The purpose of flexibility over financial resources is to empower
those closest to the children to try new things, to augment
existing programs that are working, and reduce or eliminate
programs that are not working for their particular students (such
programs may work in other places for idiosyncratic reasons). A
by-product of this flexibility would be to reduce paperwork for
system and school administrators and teachers, which would allow
them to spend more time focusing on doing whatever it takes to
improve their schools.
A good way to
demonstrate flexibility over financial resources is through an
extended example.
Individual school
districts in Georgia typically get English to Speakers of Other
Languages (ESOL) dollars from the state. Many small school
districts have only a small number of ESOL students, so the state
money they receive for the ESOL program does not cover a full
teacher's salary. School districts that have such scale
issues must use locally generated funds or other state funds for
personnel to pay the balance of an ESOL teacher's salary.
In addition, the district would have to use local funds for ESOL
materials. Authority to use other state funds to purchase ESOL
materials would free up the local money for other programs that
local educators deem most important given their particular
student populations, faculty, staff, and
environment.
Where would
"other state funds" come from? Wouldn't those
other state funds be better spent on the programs for which they
were earmarked by the state? Perhaps, but consider an additional
scenario. School districts in Georgia often receive money from
the state based on the system's "needs," needs
as determined by the state, and these needs tend to be drive by
overall FTE counts and FTE counts for various student sub-groups
that are calculated to the hundredth decimal place. For example,
a system may receive state funding for 2.35 guidance counselors.
Per state regulations, the system that received funding for 2.35
guidance counselors must hire two guidance counselors. Under
Georgia law, the remaining 35% of a guidance counselor must be
spent on guidance counselors or direct teaching personnel, or
else the money reverts back to the state. That is, the local
system must use all that state money for guidance counselors or
direct teaching personnel or lose it. Allowing local schools and
systems to use the guidance counselor money for guidance
counselors or direct teaching personnel is an example of
flexibility over resources available under current laws and
regulations. However, there could be increased flexibility over
that state taxpayer money. Suppose local educators believe that
because of their superior guidance counselors or students (of for
any other idiosyncratic reason) that the money that was
originally intended to hire 35% of a guidance counselor does not
need to be spent on guidance counseling or direct teaching
personnel. Suppose the school system would rather use those
state funds for a competing, albeit worthy, program. Suppose the
school system wants to use those funds for ESOL materials. Under
current Georgia law, this money must be spent on hiring a third
guidance counselor or part of a teacher, and this requirement may
not lead to the highest and best use of those
funds.
Another good example
is maximum class size restrictions.17 Without a comprehensive
accountability system, such class size restrictions may be
necessary to ensure that the state money is spent wisely.
However, under incentives from a comprehensive accountability
system, can states trust local educators to spend that money
wisely? Are smaller classes always the best use of those
funds?

→ DIRECTIONS
- a) According to the school funding excerpt, how many guidance counselors must a system hire if it receives state funding for 2.35 guidance counselors?
- b) Condense the paragraph of the school funding excerpt that begins "Individual school districts in Georgia" into a short bulleted list that keeps its main facts.
- c) From the school funding excerpt, repeat word for word the part that opens with the words containing "The purpose of" and closes with "extended example.".

Entries on locating named things:

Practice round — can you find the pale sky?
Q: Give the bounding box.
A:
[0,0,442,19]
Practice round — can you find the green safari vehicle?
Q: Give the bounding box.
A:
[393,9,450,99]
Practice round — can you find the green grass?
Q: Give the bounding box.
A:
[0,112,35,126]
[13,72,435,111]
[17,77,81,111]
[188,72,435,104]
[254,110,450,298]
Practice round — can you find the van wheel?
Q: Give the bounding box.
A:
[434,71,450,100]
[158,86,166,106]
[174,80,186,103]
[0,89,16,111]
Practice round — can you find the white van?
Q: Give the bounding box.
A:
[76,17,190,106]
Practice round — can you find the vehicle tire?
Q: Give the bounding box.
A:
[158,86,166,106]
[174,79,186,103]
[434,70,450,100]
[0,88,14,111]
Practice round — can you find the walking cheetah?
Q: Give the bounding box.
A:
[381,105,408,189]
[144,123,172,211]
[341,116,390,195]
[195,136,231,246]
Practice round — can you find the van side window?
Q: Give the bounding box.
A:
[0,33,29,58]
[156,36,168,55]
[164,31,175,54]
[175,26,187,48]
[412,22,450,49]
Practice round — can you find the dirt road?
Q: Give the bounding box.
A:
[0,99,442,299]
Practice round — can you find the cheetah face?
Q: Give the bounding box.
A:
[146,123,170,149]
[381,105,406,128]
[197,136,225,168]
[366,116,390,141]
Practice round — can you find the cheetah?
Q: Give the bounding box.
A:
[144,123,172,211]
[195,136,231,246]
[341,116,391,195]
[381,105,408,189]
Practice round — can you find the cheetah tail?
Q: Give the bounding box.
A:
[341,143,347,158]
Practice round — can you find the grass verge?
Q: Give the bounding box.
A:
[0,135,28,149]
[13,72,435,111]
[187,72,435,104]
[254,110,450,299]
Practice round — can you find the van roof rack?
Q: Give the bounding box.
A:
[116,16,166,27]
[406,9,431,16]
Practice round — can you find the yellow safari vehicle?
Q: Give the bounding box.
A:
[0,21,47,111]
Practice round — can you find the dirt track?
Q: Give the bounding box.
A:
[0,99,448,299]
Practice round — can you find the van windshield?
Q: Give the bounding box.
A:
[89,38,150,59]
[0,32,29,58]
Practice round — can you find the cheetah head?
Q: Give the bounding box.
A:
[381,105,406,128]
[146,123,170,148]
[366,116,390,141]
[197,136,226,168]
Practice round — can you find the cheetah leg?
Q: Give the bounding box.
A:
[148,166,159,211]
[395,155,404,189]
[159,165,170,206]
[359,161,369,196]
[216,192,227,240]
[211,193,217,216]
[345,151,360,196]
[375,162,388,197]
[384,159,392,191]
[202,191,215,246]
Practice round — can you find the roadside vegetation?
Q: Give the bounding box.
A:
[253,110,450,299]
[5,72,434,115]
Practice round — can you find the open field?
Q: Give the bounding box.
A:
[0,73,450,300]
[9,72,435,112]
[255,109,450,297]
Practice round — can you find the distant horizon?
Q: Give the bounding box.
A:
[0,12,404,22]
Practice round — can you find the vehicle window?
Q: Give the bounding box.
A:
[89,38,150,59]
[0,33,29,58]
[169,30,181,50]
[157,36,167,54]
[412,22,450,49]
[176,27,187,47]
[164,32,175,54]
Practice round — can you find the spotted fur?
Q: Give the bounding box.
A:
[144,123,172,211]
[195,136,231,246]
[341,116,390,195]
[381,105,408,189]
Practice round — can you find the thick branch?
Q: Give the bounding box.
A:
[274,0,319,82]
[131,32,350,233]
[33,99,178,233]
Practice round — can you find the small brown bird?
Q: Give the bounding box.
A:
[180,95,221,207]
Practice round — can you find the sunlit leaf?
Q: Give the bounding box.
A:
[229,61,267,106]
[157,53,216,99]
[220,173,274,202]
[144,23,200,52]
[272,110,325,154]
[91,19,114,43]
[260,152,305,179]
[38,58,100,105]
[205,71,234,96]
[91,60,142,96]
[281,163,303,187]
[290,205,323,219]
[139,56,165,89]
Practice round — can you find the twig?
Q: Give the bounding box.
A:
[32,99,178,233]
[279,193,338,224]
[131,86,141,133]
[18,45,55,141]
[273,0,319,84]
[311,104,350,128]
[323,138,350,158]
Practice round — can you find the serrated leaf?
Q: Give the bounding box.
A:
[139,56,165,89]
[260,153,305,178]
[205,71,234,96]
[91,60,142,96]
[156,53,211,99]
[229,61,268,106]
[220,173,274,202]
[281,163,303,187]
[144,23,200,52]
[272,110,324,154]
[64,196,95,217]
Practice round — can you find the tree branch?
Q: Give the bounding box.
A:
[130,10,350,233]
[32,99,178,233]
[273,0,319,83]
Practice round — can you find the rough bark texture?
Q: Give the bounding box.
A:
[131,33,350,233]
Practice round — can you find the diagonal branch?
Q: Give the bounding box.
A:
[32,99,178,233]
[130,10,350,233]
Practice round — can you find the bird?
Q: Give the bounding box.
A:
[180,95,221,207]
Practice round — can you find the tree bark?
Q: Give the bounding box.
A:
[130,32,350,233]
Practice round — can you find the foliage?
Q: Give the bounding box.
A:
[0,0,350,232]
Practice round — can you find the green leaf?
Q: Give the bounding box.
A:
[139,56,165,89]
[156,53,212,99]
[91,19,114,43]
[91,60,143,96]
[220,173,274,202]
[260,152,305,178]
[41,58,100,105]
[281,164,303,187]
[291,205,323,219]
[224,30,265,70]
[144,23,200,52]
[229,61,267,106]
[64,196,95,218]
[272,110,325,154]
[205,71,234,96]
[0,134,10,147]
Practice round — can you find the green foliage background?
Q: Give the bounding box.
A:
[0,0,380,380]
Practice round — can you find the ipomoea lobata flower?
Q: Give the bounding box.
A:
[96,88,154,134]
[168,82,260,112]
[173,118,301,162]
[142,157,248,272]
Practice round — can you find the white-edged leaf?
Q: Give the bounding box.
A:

→ ANSWERS PER TASK
- a) Two.

- b)
- Georgia school districts typically get English to Speakers of Other Languages (ESOL) money from the state.
- Many small districts have few ESOL students, so that state money does not cover a full teacher's salary.
- These districts must pay the rest of an ESOL teacher's salary with local funds or other state funds for personnel.
- They must also use local funds for ESOL materials.
- Permission to buy ESOL materials with other state funds would free local money for programs that local educators consider most important for their students, faculty, staff, and environment.

- c)
The purpose of flexibility over financial resources is to empower
those closest to the children to try new things, to augment
existing programs that are working, and reduce or eliminate
programs that are not working for their particular students (such
programs may work in other places for idiosyncratic reasons). A
by-product of this flexibility would be to reduce paperwork for
system and school administrators and teachers, which would allow
them to spend more time focusing on doing whatever it takes to
improve their schools.
A good way to
demonstrate flexibility over financial resources is through an
extended example.